_Exercise details_: Output all the data exactly as it appears below.

[Collected data entries]

------------------------------------

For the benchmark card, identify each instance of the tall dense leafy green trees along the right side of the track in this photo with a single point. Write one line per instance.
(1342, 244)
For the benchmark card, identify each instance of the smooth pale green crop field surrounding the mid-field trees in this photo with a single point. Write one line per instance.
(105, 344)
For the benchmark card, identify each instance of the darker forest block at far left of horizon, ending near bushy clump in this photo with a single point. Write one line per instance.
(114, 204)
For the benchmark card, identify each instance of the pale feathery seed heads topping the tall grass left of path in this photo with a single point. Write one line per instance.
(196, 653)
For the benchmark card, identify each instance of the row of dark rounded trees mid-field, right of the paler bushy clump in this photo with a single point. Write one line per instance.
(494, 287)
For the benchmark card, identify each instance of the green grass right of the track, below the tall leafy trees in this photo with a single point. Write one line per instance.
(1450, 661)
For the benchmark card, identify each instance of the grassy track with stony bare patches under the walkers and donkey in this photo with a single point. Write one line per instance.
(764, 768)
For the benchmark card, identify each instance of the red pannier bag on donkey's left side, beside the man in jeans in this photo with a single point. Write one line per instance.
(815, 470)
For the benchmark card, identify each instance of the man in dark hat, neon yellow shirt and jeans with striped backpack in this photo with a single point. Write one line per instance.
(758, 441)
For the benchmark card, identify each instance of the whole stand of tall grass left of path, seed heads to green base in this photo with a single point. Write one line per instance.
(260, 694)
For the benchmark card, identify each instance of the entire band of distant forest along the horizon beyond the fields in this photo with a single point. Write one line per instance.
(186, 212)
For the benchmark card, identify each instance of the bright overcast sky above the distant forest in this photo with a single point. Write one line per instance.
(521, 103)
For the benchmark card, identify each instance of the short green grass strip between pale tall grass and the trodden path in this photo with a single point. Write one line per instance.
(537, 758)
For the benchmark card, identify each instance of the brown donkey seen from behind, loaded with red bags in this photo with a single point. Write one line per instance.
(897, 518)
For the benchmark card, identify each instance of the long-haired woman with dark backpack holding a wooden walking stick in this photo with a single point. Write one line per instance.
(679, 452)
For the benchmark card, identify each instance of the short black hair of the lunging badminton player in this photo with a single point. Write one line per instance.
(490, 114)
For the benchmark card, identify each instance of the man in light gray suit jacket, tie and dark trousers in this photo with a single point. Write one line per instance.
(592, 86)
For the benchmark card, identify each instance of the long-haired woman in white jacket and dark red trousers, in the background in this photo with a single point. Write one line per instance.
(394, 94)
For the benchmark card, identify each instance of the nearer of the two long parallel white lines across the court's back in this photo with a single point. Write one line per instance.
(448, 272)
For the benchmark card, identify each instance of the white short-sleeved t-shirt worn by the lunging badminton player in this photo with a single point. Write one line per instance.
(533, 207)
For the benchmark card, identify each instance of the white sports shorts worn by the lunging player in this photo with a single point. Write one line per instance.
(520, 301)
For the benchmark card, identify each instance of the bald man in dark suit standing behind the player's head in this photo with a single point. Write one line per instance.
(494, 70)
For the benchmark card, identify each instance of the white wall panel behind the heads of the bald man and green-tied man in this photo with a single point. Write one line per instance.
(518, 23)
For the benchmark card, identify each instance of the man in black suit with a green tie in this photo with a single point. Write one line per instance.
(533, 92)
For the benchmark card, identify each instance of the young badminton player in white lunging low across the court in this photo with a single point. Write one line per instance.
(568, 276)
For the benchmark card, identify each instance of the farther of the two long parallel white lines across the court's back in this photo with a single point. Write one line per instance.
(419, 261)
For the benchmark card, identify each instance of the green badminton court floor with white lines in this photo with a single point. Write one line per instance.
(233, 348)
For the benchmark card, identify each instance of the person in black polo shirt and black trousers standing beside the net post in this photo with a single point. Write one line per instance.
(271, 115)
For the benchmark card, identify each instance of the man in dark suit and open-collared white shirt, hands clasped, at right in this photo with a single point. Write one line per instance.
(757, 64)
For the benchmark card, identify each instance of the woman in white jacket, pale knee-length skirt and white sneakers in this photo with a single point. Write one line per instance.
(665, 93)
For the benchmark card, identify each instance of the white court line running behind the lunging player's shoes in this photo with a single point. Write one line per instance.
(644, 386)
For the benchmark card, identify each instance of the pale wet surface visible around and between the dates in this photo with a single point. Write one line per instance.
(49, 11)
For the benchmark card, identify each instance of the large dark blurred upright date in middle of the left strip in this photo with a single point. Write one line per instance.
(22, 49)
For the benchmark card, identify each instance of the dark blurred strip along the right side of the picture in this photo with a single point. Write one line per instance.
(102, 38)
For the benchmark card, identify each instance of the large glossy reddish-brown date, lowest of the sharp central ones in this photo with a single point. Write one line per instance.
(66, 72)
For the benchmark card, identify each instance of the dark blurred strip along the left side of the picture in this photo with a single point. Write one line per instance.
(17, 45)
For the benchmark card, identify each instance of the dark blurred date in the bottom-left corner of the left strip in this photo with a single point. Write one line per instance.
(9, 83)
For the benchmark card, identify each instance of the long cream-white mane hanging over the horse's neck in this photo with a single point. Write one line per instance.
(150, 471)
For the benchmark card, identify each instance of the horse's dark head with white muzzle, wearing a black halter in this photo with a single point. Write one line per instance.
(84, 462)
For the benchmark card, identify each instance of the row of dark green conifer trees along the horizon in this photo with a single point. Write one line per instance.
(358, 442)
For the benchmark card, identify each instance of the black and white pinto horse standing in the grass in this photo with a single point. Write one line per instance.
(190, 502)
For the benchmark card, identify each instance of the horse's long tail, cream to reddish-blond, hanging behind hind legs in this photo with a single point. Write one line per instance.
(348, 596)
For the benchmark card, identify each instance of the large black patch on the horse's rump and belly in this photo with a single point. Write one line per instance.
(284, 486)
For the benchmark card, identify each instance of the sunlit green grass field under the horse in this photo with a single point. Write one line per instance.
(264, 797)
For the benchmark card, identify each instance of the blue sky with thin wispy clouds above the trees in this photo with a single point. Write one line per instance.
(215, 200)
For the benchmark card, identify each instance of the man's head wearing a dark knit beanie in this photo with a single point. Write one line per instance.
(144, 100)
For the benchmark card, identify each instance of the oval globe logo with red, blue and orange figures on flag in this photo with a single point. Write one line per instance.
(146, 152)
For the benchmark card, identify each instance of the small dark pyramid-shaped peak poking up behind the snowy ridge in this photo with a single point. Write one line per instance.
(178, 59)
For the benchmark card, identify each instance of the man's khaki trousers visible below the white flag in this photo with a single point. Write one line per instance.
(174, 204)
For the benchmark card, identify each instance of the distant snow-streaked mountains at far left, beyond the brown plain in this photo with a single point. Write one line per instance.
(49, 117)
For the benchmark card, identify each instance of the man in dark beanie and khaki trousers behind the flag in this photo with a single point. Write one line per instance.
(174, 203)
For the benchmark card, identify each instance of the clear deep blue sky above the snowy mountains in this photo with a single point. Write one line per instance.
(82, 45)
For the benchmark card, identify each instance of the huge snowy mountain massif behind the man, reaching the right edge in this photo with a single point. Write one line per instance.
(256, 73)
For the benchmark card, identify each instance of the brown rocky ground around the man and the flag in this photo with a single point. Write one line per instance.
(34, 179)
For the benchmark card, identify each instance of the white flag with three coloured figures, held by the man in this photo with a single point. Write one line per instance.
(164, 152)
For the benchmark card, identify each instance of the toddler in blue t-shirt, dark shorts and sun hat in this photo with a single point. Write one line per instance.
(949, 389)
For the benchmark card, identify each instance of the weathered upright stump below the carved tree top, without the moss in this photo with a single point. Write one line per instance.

------------------------------------

_Completed task_:
For the benchmark card, identify each instance of the tall dense leafy green trees along the right side of the track in this photo with a single point. Write one line per instance.
(1342, 244)
For the benchmark card, identify each instance of the smooth pale green crop field surrounding the mid-field trees in this photo with a single point. Write one line per instance.
(105, 344)
For the benchmark card, identify each instance of the darker forest block at far left of horizon, ending near bushy clump in this photo with a single point. Write one line per instance.
(114, 204)
For the benchmark card, identify each instance of the pale feathery seed heads topping the tall grass left of path in this photo with a single point. Write one line per instance.
(196, 653)
For the benchmark card, identify each instance of the row of dark rounded trees mid-field, right of the paler bushy clump in this photo with a single point. Write one line per instance.
(494, 287)
For the benchmark card, identify each instance of the green grass right of the track, below the tall leafy trees in this photo with a single point. Write one line per instance.
(1450, 661)
For the benchmark card, identify each instance of the grassy track with stony bare patches under the walkers and donkey in this photo with a single point. Write one line per instance.
(764, 768)
For the benchmark card, identify each instance of the red pannier bag on donkey's left side, beside the man in jeans in this photo with a single point. Write one line per instance.
(815, 470)
For the benchmark card, identify each instance of the man in dark hat, neon yellow shirt and jeans with striped backpack in this photo with a single point. Write one line per instance.
(758, 441)
For the benchmark card, identify each instance of the whole stand of tall grass left of path, seed heads to green base in this photo with a single point. Write one line per instance.
(260, 694)
For the benchmark card, identify each instance of the entire band of distant forest along the horizon beyond the fields in this photo with a single point. Write one line per instance.
(186, 212)
For the benchmark card, identify each instance of the bright overcast sky above the distant forest in this photo with a single point. Write one line per instance.
(521, 103)
For the benchmark card, identify each instance of the short green grass strip between pale tall grass and the trodden path in this photo with a single point. Write one line per instance.
(537, 758)
For the benchmark card, identify each instance of the brown donkey seen from behind, loaded with red bags in this photo with a single point. Write one line per instance.
(897, 518)
For the benchmark card, identify each instance of the long-haired woman with dark backpack holding a wooden walking stick in this photo with a single point. Write one line per instance.
(679, 452)
For the benchmark card, identify each instance of the short black hair of the lunging badminton player in this photo with a single point. Write one line per instance.
(490, 114)
For the benchmark card, identify each instance of the man in light gray suit jacket, tie and dark trousers in this photo with a single point. Write one line per instance.
(592, 86)
For the benchmark card, identify each instance of the long-haired woman in white jacket and dark red trousers, in the background in this photo with a single point. Write one line per instance.
(394, 94)
For the benchmark card, identify each instance of the nearer of the two long parallel white lines across the court's back in this photo with a single point. Write one line per instance.
(448, 272)
For the benchmark card, identify each instance of the white short-sleeved t-shirt worn by the lunging badminton player in this photo with a single point. Write one line per instance.
(533, 207)
For the benchmark card, identify each instance of the white sports shorts worn by the lunging player in this photo with a single point. Write one line per instance.
(520, 301)
For the benchmark card, identify each instance of the bald man in dark suit standing behind the player's head in this photo with a single point. Write one line per instance.
(494, 70)
For the benchmark card, identify each instance of the white wall panel behind the heads of the bald man and green-tied man in this photo with a single point. Write one line per instance.
(518, 23)
For the benchmark card, identify each instance of the man in black suit with a green tie in this photo with a single point. Write one line per instance.
(533, 92)
For the benchmark card, identify each instance of the young badminton player in white lunging low across the court in this photo with a single point. Write one line per instance.
(568, 276)
For the benchmark card, identify each instance of the farther of the two long parallel white lines across the court's back in this photo with a single point. Write one line per instance.
(419, 261)
For the benchmark card, identify each instance of the green badminton court floor with white lines in this photo with a single point. Write one line per instance.
(233, 348)
For the benchmark card, identify each instance of the person in black polo shirt and black trousers standing beside the net post in this photo with a single point. Write one line per instance.
(271, 115)
For the benchmark card, identify each instance of the man in dark suit and open-collared white shirt, hands clasped, at right in this photo with a single point. Write one line per instance.
(757, 64)
For the benchmark card, identify each instance of the woman in white jacket, pale knee-length skirt and white sneakers in this photo with a single point. Write one line per instance.
(665, 93)
For the benchmark card, identify each instance of the white court line running behind the lunging player's shoes in this photo with a single point. Write one line per instance.
(644, 386)
For the benchmark card, identify each instance of the pale wet surface visible around and between the dates in this photo with a single point. Write one line per instance.
(49, 11)
For the benchmark card, identify each instance of the large dark blurred upright date in middle of the left strip in this photo with a single point. Write one line per instance.
(22, 49)
For the benchmark card, identify each instance of the dark blurred strip along the right side of the picture in this photo with a single point. Write one line per instance.
(102, 38)
For the benchmark card, identify each instance of the large glossy reddish-brown date, lowest of the sharp central ones in this photo with a single point. Write one line per instance.
(66, 72)
For the benchmark card, identify each instance of the dark blurred strip along the left side of the picture in this photo with a single point. Write one line per instance.
(17, 45)
For the benchmark card, identify each instance of the dark blurred date in the bottom-left corner of the left strip in this photo with a single point. Write one line per instance.
(9, 83)
For the benchmark card, identify each instance of the long cream-white mane hanging over the horse's neck in this photo with a single point. Write one line per instance.
(150, 471)
For the benchmark card, identify each instance of the horse's dark head with white muzzle, wearing a black halter in this photo with a single point. Write one line per instance.
(84, 462)
For the benchmark card, identify each instance of the row of dark green conifer trees along the horizon in this photo with a single point. Write one line per instance.
(358, 442)
For the benchmark card, identify each instance of the black and white pinto horse standing in the grass in this photo with a single point. Write one line per instance.
(190, 502)
For the benchmark card, identify each instance of the horse's long tail, cream to reddish-blond, hanging behind hind legs in this photo with a single point. Write one line per instance.
(348, 596)
For the benchmark card, identify each instance of the large black patch on the horse's rump and belly in this photo with a single point. Write one line per instance.
(284, 486)
For the benchmark card, identify each instance of the sunlit green grass field under the horse in this photo with a single point. Write one line per instance.
(264, 797)
For the benchmark card, identify each instance of the blue sky with thin wispy clouds above the trees in this photo with a single point. Write one line per instance.
(215, 200)
For the benchmark card, identify each instance of the man's head wearing a dark knit beanie in this photo with a single point. Write one line per instance.
(144, 100)
For the benchmark card, identify each instance of the oval globe logo with red, blue and orange figures on flag in this photo with a single point. Write one line per instance.
(146, 152)
For the benchmark card, identify each instance of the small dark pyramid-shaped peak poking up behind the snowy ridge in this photo with a single point. Write one line per instance.
(178, 59)
For the benchmark card, identify each instance of the man's khaki trousers visible below the white flag in this photo with a single point. Write one line per instance.
(174, 204)
For the benchmark card, identify each instance of the distant snow-streaked mountains at far left, beyond the brown plain in this photo with a single point. Write one line per instance.
(49, 117)
For the benchmark card, identify each instance of the man in dark beanie and khaki trousers behind the flag in this photo with a single point. Write one line per instance.
(174, 203)
For the benchmark card, identify each instance of the clear deep blue sky above the snowy mountains in this photo with a single point. Write one line per instance.
(82, 45)
For the benchmark card, identify each instance of the huge snowy mountain massif behind the man, reaching the right edge in this photo with a single point. Write one line per instance.
(256, 73)
For the benchmark card, identify each instance of the brown rocky ground around the man and the flag in this photo with a single point. Write one line per instance.
(34, 179)
For the benchmark card, identify each instance of the white flag with three coloured figures, held by the man in this photo with a single point. Write one line per instance.
(164, 152)
For the benchmark card, identify each instance of the toddler in blue t-shirt, dark shorts and sun hat in this photo with a single point. Write one line per instance.
(949, 389)
For the benchmark card, identify each instance of the weathered upright stump below the carved tree top, without the moss in this photo with a single point. Write one line per instance.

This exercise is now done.